The following excerpts are contained within the summary section of the patent.
[A] system provides answers to natural language search queries by relying on entity references identified based in the unstructured data associated with search results. … [T]he system retrieves additional, preprocessed information associated each respective webpage of at least some of the search results … the additional information includes, for example, names of people that appear in the webpages. In an example, in order to answer a “who” question, the system compiles names appearing in the first ten search results, as identified in the additional information. The system identifies the most commonly appearing name as the answer …
In the excerpt above, we start to see the method behind the system. What Google is discussing here is the idea that to determine the answer to a “who” question, they would use the most common name appearing across the top 10 search results.
[T]he query is a natural language query … ranking the one or more entity references comprises ranking based on at least one ranking signal. In some implementations, the one or more ranking signals comprise a frequency of occurrence of each respective entity reference. In some implementations, the one or more ranking signals comprise a topicality score of each respective entity reference. In some implementations, the previously generated data corresponds to unstructured data.
To further the information on how the approach is outlined in the patent, we see the frequency of use of the term within a document, and presumably across multiple documents. In addition, we see that topicality is a relevancy factor and that this is a method applied to unstructured data.
[Q]uestions may be provided for queries in an automated and continuously updated fashion. In some implementations, question answering may take advantage of search result ranking techniques. In some implementations, question answers may be identified automatically based on unstructured content of a network such as the Internet.

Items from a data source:
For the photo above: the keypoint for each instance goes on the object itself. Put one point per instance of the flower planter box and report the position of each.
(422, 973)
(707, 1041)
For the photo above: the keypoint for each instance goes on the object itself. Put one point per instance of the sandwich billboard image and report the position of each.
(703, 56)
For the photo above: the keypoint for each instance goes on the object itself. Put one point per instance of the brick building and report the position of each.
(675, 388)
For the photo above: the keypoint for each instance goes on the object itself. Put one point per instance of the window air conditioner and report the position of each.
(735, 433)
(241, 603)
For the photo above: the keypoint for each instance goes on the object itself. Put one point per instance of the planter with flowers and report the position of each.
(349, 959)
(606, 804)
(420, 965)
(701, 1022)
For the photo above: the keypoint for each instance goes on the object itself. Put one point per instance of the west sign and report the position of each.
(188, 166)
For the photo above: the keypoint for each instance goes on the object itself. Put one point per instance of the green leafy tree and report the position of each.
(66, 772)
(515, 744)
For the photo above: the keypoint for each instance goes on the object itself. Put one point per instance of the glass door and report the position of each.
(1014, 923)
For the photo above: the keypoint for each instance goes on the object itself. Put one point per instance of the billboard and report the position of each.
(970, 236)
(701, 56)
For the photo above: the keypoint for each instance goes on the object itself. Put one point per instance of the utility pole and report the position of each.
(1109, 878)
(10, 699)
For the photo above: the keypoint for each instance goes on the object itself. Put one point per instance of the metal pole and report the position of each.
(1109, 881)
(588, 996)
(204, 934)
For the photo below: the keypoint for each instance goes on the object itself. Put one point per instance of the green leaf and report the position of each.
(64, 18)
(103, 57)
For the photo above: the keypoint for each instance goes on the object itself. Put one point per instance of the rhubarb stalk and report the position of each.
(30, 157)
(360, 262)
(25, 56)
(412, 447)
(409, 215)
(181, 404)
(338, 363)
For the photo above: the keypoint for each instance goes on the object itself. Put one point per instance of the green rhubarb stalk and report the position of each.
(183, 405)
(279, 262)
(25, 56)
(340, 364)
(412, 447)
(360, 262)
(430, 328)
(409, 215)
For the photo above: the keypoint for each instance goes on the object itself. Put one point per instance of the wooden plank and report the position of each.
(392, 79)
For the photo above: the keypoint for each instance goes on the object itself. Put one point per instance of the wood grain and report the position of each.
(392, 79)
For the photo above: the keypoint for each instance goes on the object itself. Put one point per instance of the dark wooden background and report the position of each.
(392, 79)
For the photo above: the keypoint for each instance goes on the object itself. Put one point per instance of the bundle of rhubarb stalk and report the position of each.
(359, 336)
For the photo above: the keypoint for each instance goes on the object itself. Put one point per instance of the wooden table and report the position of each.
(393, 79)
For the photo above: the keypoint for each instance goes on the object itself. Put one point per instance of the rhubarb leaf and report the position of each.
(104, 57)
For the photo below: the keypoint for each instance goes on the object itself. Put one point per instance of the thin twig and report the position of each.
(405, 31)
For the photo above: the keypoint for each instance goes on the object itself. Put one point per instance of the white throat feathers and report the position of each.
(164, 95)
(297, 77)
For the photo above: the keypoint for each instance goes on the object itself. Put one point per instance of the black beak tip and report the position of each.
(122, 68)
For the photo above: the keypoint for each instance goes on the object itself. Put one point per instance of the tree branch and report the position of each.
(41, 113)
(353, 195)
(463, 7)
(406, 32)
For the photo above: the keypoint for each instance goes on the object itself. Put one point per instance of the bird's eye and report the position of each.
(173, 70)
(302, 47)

Set tasks:
A. Answer these from the patent text:
(i) How many search results does the system compile names from to answer a "who" question?
(ii) What two ranking signals for entity references does the text name?
(iii) What may question answering take advantage of, according to the last paragraph?
B. In the listing, replace "keypoint" with "marker" in the lines starting with its first line and going on through the line with "(701, 1022)". Give only those lines.
The patent text and the listing are unrelated to each other.

Response list:
A.
(i) The first ten search results.
(ii) A frequency of occurrence and a topicality score of each respective entity reference.
(iii) Search result ranking techniques.

B.
For the photo above: the marker for each instance goes on the object itself. Put one point per instance of the flower planter box and report the position of each.
(422, 973)
(707, 1041)
For the photo above: the marker for each instance goes on the object itself. Put one point per instance of the sandwich billboard image and report the position of each.
(703, 56)
For the photo above: the marker for each instance goes on the object itself. Put one point per instance of the brick building and report the position of each.
(675, 388)
For the photo above: the marker for each instance goes on the object itself. Put one point per instance of the window air conditioner and report the position of each.
(735, 433)
(241, 603)
For the photo above: the marker for each instance goes on the object itself. Put one point per instance of the planter with flowers and report the position of each.
(349, 959)
(606, 804)
(420, 965)
(701, 1022)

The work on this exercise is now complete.